## Recorded information
○ ○ ○ ○ ○ ○ ○

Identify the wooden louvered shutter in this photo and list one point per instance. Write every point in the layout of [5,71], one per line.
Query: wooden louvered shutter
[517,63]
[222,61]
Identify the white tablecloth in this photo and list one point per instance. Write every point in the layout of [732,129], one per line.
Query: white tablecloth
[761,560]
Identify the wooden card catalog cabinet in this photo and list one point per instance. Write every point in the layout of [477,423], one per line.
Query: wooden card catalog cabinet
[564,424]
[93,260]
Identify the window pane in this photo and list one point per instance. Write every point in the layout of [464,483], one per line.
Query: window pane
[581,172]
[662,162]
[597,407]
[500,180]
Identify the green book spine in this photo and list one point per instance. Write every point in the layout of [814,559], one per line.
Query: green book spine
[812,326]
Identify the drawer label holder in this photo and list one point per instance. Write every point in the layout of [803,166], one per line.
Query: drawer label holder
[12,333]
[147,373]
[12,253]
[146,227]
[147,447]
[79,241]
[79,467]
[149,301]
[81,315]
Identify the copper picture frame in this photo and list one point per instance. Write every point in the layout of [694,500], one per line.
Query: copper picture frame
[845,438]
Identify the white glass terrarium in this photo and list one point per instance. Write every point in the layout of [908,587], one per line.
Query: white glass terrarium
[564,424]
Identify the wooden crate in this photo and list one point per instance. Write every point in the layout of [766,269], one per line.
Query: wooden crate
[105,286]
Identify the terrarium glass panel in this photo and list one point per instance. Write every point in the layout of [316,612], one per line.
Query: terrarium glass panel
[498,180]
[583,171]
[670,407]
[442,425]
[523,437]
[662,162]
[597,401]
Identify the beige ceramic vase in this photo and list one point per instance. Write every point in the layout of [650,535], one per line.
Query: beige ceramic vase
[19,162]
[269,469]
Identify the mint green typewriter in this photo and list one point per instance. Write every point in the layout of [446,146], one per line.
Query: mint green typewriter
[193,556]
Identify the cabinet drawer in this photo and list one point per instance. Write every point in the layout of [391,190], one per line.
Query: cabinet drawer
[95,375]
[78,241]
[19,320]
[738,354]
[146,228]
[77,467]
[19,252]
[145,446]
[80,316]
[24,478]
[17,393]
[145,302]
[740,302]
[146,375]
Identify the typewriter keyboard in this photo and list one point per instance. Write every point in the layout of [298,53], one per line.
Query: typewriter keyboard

○ ○ ○ ○ ○ ○ ○

Render the lines of the records above, from the line containing "Identify the beige" through the end of the records, as a Markdown table with columns headed Row and Line. Number each row and omit any blank lines.

| Row | Line |
|---|---|
| 1 | Identify the beige ceramic vase in this photo and list one point per instance. Write every point in the layout of [650,535], one per line. |
| 2 | Query: beige ceramic vase |
| 3 | [19,162] |
| 4 | [269,469] |
| 5 | Identify the mint green typewriter in this photo and list one point per instance. Write every point in the layout of [446,146], one per line. |
| 6 | Query: mint green typewriter |
| 7 | [193,556] |
| 8 | Identify the cabinet drawer in this photo and list one point per instance. Write every point in the layout of [391,190], one per line. |
| 9 | Query: cabinet drawer |
| 10 | [95,375] |
| 11 | [78,241] |
| 12 | [19,320] |
| 13 | [738,354] |
| 14 | [146,228] |
| 15 | [77,467] |
| 16 | [19,252] |
| 17 | [145,446] |
| 18 | [80,316] |
| 19 | [24,478] |
| 20 | [17,393] |
| 21 | [145,302] |
| 22 | [740,302] |
| 23 | [146,375] |
| 24 | Identify the typewriter keyboard in this photo and list one point per instance. Write every point in the layout of [298,53], one per line. |
| 25 | Query: typewriter keyboard |